Among the entries below, which lines run from the line with "Provide the photo below" through the line with "on the main"? Retype those, both ends included, exactly and without pictures.
[Materials provided Boundary: Start]
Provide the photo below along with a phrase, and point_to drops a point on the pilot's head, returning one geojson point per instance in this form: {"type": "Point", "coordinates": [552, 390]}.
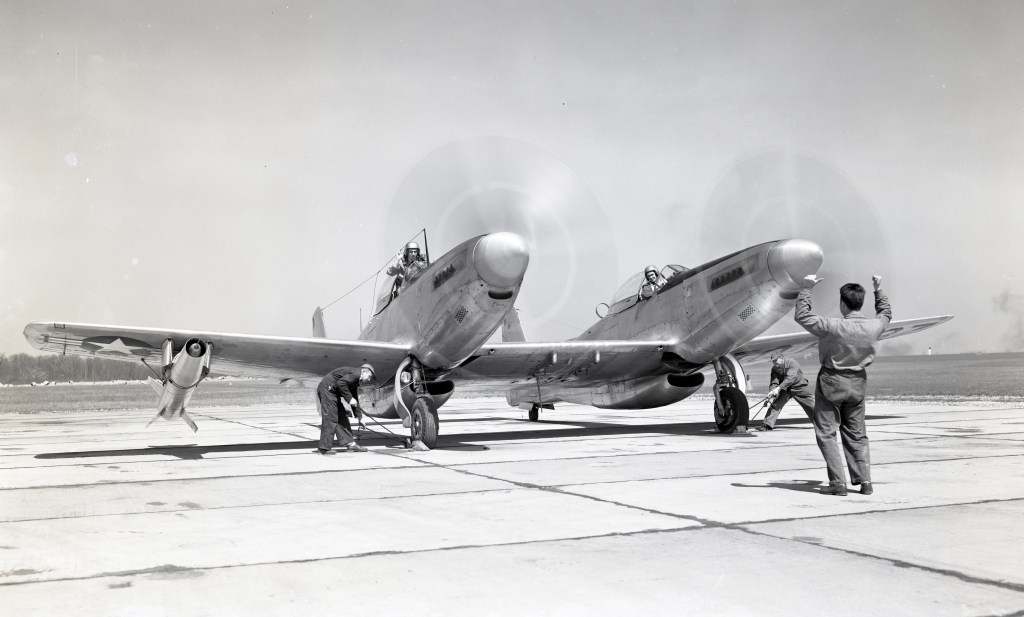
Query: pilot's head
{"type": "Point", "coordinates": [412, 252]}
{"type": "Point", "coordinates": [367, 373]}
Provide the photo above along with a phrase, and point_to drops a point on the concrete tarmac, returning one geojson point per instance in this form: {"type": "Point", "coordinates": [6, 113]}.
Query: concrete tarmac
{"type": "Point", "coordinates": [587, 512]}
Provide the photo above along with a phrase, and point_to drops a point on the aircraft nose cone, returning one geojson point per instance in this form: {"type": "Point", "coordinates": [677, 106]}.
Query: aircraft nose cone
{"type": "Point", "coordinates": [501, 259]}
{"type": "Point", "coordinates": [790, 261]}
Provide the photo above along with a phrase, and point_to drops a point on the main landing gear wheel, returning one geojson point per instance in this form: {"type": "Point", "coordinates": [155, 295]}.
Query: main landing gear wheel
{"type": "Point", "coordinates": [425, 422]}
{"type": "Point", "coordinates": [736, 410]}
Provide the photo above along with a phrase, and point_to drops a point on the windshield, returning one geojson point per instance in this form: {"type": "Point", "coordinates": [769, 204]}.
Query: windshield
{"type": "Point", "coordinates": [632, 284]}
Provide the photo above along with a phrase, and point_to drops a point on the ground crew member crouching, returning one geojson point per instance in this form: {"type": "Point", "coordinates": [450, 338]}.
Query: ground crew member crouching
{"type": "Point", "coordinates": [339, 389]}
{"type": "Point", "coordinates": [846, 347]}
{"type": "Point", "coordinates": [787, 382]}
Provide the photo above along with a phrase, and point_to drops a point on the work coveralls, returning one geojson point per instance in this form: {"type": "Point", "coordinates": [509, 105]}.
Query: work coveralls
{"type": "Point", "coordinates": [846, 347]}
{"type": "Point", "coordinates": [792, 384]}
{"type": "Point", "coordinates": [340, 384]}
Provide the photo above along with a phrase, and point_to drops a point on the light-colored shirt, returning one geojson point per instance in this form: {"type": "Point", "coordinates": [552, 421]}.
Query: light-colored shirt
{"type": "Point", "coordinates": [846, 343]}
[Materials provided Boundary: End]
[Materials provided Boundary: Start]
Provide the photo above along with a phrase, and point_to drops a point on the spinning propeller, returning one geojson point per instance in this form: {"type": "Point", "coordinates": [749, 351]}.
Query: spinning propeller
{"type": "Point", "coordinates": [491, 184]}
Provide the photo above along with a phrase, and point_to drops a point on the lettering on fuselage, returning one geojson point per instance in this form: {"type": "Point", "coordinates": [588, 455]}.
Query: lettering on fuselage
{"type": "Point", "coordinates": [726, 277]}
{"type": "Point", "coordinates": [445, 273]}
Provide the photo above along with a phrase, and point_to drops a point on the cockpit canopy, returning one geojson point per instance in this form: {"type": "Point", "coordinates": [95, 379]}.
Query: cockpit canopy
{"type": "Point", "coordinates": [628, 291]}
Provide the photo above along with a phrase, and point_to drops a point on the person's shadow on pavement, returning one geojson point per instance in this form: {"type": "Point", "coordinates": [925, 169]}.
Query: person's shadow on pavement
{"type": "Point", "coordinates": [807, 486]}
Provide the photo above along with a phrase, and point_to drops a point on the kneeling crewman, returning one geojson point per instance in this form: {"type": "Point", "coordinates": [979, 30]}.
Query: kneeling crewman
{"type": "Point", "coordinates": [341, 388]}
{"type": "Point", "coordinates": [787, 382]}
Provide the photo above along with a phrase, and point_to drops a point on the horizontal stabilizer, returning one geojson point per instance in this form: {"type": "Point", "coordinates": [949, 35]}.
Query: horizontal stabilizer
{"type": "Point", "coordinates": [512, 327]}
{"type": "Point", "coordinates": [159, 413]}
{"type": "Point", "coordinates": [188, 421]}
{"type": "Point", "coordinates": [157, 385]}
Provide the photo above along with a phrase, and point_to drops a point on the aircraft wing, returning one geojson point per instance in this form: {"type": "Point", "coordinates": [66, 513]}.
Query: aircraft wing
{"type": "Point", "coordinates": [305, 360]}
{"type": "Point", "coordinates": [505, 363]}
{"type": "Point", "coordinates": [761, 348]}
[Materials provided Boundary: End]
:: Solved problem ::
Provide the photo below along with a phrase, and point_to drops a point on the pilot's head, returning one geojson point per instance in this form: {"type": "Point", "coordinates": [552, 390]}.
Query: pilot's head
{"type": "Point", "coordinates": [412, 252]}
{"type": "Point", "coordinates": [367, 373]}
Provide the photo above along with a phrase, and point_to drops a point on the concrete tarmac, returning one geojson point per instance in this form: {"type": "Point", "coordinates": [6, 113]}.
Query: concrete tarmac
{"type": "Point", "coordinates": [587, 512]}
Provide the photo above along with a phrase, and point_to drops a point on the aircraft nose cone, returning one geojson point per instance in this form: {"type": "Point", "coordinates": [677, 106]}.
Query: aircraft nose cone
{"type": "Point", "coordinates": [501, 259]}
{"type": "Point", "coordinates": [790, 261]}
Provide the photo above along with a phrase, and point_to drops a point on the main landing gear wheel, returning one geojson point per instance in this form: {"type": "Point", "coordinates": [155, 295]}.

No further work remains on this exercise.